>> Begin
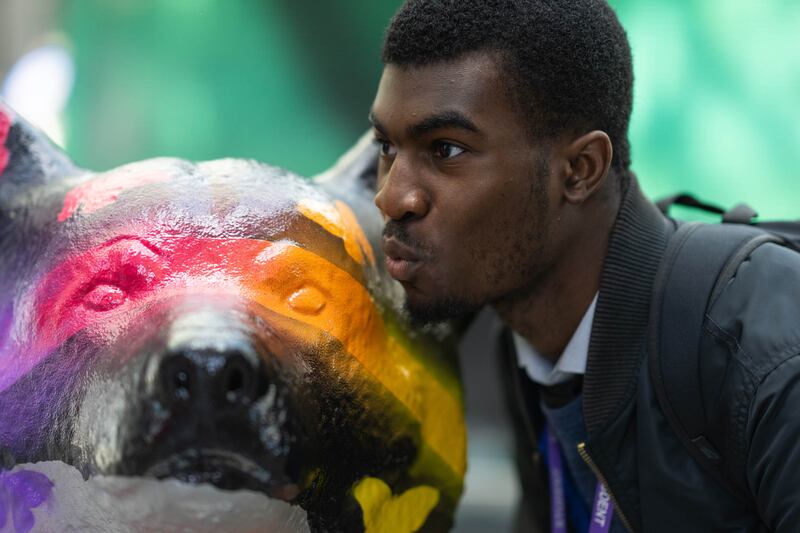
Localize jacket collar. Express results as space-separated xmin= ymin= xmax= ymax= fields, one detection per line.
>> End
>> Begin
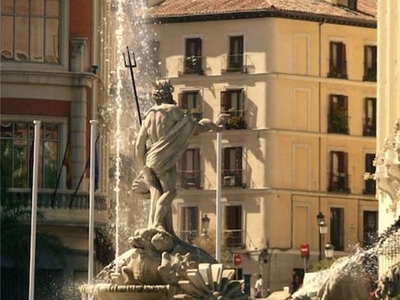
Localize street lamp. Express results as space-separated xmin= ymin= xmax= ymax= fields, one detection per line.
>> End
>> Begin
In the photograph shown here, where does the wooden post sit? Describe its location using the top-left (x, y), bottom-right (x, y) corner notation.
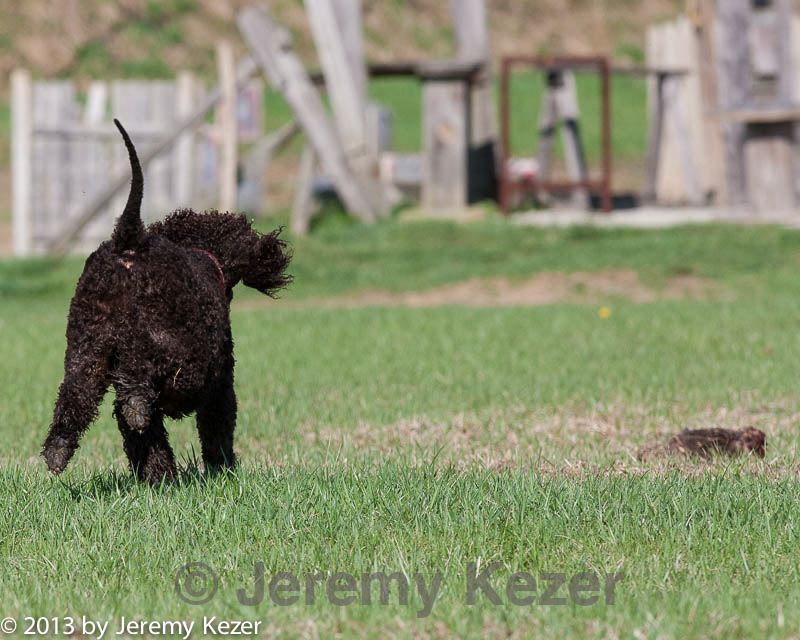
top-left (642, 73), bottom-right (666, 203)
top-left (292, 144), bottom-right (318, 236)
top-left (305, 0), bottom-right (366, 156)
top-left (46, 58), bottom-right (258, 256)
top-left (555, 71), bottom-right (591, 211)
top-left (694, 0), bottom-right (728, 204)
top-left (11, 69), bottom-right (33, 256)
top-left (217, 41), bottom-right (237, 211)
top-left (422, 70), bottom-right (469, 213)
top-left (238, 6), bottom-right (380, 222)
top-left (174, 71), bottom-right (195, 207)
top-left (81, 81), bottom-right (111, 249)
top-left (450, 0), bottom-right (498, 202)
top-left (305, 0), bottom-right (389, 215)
>> End
- SHORT TASK
Write out, word for word, the lines beginning with the line that contains "In the photograph" and running through the line that contains "top-left (305, 0), bottom-right (389, 215)", both included. Omit the pictures.

- FINISHED EXERCISE
In the photograph shown here, where does the wooden post sit? Describe its location using the top-left (x, y), bottom-right (x, y) corner notation.
top-left (642, 73), bottom-right (666, 203)
top-left (292, 144), bottom-right (318, 236)
top-left (305, 0), bottom-right (366, 156)
top-left (46, 58), bottom-right (258, 256)
top-left (555, 71), bottom-right (591, 211)
top-left (694, 0), bottom-right (728, 204)
top-left (11, 69), bottom-right (33, 256)
top-left (217, 41), bottom-right (237, 211)
top-left (422, 70), bottom-right (469, 213)
top-left (238, 6), bottom-right (380, 222)
top-left (174, 71), bottom-right (195, 207)
top-left (81, 81), bottom-right (111, 249)
top-left (450, 0), bottom-right (498, 202)
top-left (305, 0), bottom-right (389, 215)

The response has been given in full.